BEGIN Source passage

Townsend Security Data Privacy Blog

Today the Payment Card Industry Security Standards Council issued some long awaited guidance on tokenization as a method of protecting credit card information (“PAN”, or Primary Account Number in PCI language). This guidance has taken a number of months to produce, and will be very helpful to merchants who want to deploy tokenization solutions to reduce the scope of PCI compliance efforts, for those who have already deployed solutions and need to assess if they meet minimum requirements, and for QSA auditors who have been looking for some guidance in this area.

The link to the guidance is here.

Here are some first thoughts on reading the guidance.

As I’ve been saying here before, a tokenization solution is always in scope for PCI DSS compliance. This means the merchant is responsible for insuring that a tokenization solution itself meets all of the PCI DSS requirements. Whether you create your own tokenization application, or you acquire one from a vendor, it is in scope for PCI DSS compliance and you are responsible for it. The guidance makes this point very clearly. In fact, the guidance makes the observation that tokenization solutions are likely to be the targets of attack because they become a centralized repository of credit card information. Merchants should be very careful that their tokenization solutions meet all PCI DSS requirements and are sufficiently hardened. In my opinion, there are very few merchants who would be up to the task of creating such a solution in-house.

Following on the previous point, a tokenization solution must have encryption and key management capabilities that meet PCI DSS requirements. This means special care in the deployment and implementation of key management. You should be very sure that your key management solution implements proper Dual Control, Separation of Duties, Split Knowledge, and separation of keys from protected data. When acquiring a vendor solution for tokenization look for FIPS-140-2 certification of the key management system – that should be a minimum requirement to indicate the proper implementation of encryption and controls.

Download a recent webcast I recorded that discusses the importance of tokenization and PCI compliance.

Today’s announcement by the PCI Security Standards Council on tokenization is certain to raise awareness about the importance of selecting the right tokenization solution for your organization and ensuring it meets the PCI DSS requirements.  I will be post another article Tuesday that will discuss more thoughts on this new guidance.

I hope you find this helpful.

END Source passage
BEGIN Extracted records

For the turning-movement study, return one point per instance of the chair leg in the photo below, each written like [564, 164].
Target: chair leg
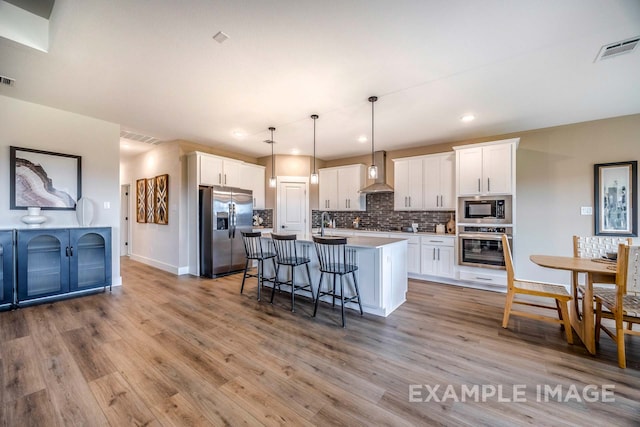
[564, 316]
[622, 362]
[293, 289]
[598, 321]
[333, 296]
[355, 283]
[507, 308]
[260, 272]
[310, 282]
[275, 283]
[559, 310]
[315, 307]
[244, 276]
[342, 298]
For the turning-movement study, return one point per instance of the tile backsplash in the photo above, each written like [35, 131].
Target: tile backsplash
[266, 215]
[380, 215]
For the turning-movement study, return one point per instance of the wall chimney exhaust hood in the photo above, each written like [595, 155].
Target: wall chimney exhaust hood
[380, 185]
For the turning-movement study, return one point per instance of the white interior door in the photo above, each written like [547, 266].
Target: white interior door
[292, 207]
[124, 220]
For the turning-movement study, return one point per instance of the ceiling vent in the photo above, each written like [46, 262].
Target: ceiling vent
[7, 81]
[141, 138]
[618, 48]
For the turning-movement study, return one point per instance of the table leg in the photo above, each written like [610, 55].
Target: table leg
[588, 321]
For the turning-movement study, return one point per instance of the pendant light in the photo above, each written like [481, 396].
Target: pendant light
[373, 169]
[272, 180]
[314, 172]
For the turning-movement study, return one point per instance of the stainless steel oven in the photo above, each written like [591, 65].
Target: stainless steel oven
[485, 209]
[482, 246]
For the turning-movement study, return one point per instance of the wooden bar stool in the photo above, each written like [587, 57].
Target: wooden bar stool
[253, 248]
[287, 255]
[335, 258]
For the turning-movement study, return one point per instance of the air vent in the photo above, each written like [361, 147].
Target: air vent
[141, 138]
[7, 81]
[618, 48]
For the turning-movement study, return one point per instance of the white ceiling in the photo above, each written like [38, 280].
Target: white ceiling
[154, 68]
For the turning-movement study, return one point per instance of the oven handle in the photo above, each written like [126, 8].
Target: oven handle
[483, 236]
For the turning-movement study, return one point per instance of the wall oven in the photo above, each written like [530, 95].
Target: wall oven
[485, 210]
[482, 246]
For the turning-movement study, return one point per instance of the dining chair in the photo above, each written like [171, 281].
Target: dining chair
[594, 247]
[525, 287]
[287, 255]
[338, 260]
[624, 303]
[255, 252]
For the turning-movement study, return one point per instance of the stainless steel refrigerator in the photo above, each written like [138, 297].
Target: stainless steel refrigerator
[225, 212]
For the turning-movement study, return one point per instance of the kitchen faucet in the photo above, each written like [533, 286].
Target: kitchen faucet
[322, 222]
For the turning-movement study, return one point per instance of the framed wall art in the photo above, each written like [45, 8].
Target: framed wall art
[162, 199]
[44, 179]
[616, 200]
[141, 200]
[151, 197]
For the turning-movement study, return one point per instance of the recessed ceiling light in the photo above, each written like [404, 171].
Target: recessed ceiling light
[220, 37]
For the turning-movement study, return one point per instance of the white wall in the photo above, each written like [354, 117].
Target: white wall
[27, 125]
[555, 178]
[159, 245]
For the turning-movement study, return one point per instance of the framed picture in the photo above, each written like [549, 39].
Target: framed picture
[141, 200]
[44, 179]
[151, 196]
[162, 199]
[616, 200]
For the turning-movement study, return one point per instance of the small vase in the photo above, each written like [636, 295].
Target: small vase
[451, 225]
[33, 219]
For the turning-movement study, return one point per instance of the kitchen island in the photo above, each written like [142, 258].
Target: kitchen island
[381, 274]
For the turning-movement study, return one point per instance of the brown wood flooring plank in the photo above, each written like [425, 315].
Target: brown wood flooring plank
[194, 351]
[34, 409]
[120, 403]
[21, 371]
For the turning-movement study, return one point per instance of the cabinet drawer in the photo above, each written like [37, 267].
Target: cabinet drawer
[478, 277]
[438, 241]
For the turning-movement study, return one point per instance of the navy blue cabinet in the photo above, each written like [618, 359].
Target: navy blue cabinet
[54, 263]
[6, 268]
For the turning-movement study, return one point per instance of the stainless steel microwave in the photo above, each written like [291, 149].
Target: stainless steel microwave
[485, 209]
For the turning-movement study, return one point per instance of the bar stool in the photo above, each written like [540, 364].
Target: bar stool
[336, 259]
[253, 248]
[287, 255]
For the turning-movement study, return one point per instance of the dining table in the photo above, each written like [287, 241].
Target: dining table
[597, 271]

END Extracted records
BEGIN Extracted records

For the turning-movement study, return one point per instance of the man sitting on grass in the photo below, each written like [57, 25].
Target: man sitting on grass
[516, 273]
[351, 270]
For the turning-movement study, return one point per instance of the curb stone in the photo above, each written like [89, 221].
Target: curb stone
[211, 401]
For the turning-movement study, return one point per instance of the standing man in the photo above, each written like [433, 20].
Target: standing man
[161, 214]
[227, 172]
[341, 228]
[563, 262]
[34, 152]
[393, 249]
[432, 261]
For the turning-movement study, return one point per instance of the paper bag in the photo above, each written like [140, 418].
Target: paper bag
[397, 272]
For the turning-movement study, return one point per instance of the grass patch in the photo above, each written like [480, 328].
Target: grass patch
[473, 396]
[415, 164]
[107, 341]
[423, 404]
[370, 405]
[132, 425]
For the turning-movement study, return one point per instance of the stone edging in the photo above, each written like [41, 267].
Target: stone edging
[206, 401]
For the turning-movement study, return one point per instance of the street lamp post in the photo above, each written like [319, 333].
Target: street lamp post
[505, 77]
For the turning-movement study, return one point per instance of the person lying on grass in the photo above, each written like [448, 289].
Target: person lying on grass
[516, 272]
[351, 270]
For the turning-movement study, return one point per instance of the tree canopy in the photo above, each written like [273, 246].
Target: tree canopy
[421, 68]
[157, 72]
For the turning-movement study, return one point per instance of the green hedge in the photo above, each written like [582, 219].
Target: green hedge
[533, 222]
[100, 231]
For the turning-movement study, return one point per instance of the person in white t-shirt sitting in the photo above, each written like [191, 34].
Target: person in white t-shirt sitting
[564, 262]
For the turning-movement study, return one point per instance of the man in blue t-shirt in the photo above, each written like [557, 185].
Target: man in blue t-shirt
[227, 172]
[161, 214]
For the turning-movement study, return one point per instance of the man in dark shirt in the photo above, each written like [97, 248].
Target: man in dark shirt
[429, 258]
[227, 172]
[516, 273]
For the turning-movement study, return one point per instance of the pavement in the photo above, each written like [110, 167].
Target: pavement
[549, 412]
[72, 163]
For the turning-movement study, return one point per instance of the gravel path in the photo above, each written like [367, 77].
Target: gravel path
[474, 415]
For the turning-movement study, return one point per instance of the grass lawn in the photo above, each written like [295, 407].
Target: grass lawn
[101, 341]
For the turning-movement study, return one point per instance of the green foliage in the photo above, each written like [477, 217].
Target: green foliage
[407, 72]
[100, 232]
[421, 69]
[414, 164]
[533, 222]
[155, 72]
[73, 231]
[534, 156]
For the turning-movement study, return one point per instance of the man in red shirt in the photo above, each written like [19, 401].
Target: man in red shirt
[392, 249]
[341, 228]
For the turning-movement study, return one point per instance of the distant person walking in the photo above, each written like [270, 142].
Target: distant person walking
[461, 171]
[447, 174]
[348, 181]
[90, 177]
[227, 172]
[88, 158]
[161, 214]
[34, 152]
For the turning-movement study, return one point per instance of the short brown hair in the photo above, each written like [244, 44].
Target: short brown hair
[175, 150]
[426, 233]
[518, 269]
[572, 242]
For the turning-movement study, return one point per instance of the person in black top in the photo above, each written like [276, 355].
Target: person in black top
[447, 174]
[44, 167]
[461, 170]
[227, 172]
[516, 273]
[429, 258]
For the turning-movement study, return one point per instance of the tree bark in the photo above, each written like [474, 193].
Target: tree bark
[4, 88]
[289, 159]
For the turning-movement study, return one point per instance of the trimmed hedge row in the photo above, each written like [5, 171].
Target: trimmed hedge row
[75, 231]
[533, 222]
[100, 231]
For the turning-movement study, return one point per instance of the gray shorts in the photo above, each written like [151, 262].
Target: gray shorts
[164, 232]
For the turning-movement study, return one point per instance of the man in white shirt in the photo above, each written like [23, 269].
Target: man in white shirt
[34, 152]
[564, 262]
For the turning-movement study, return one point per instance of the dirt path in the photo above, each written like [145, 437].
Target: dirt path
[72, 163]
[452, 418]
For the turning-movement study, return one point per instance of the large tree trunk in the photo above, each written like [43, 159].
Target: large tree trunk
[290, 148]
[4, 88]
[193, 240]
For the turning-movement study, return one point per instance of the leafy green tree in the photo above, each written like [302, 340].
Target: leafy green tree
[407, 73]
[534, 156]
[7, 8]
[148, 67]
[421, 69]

END Extracted records

# [Exercise task A]
Translate into Spanish this sentence from the blog post on PCI tokenization guidance: "Merchants should be very careful that their tokenization solutions meet all PCI DSS requirements and are sufficiently hardened."
# [Exercise task B]
Write the next passage of the blog post on PCI tokenization guidance, starting after its final sentence.

# [Exercise result A]
Los comerciantes deben tener mucho cuidado de que sus soluciones de tokenización cumplan todos los requisitos de PCI DSS y estén suficientemente reforzadas.

# [Exercise result B]
Patrick

In our encryption practice we often help customers integrate the exchange of encrypted data between different applications within the organization, and between their own applications and a vendor’s or customer’s application. It is truly amazing to me how often we encounter non-standard encryption that makes this integration very difficult. The problem is not the lack of standards for encryption. Most compliance regulations provide clear guidance and references to encryption standards. Here is what the PCI Data Security Standard (PCI DSS) Navigation Guide says about encryption (my emphasis):

The intent of strong cryptography (see definition and key lengths in the PCI DSS and PA-DSS Glossary of Terms, Abbreviations, and Acronyms) is that the encryption be based on an industry-tested and accepted algorithm (not a proprietary or "home-grown" algorithm).

Strong Encryption:
Cryptography based on industry-tested and accepted algorithms, along with strong key lengths and proper key-management practices. Cryptography is a method to protect data and includes both encryption (which is reversible) and hashing (which is not reversible, or “one way”). Examples of industry-tested and accepted standards and algorithms for encryption include AES (128 bits and higher), TDES (minimum double-length keys), RSA (1024 bits and higher), ECC (160 bits and higher), and ElGamal (1024 bits and higher). See NIST Special Publication 800-57 for more information.

The problem seems to be a general lack of knowledge about encryption. And this applies to some vendors of encryption solutions. Here are a couple of examples:

One of our customers was having trouble decrypting a field with our software that was encrypted on a Windows server with “256-bit AES using CBC mode”. That seemed to be a pretty straight-forward task. Yet we couldn’t get the data decrypted properly. The output just looked like garbage. We spent a fair about of time with the customer verifying that they had the right decryption key, that the initialization vectors for the decryption were specified correctly, and that our software was being used correctly. But nothing was working. We then asked the third party software vendor to share their AES source code with us.  In this case the vendor was very accommodating and let us review their source code implementation of AES encryption.

Voila! The source code showed that the implementation was using a 256-bit block size for the encryption algorithm. The AES standard (FIPS-197) requires the use of 128-bit block sizes. The use of the larger block size meant that this was not even AES encryption according to the industry standard. The vendor fixed their implementation and the project was successful. But our customer spent a lot of time and money resolving the problem.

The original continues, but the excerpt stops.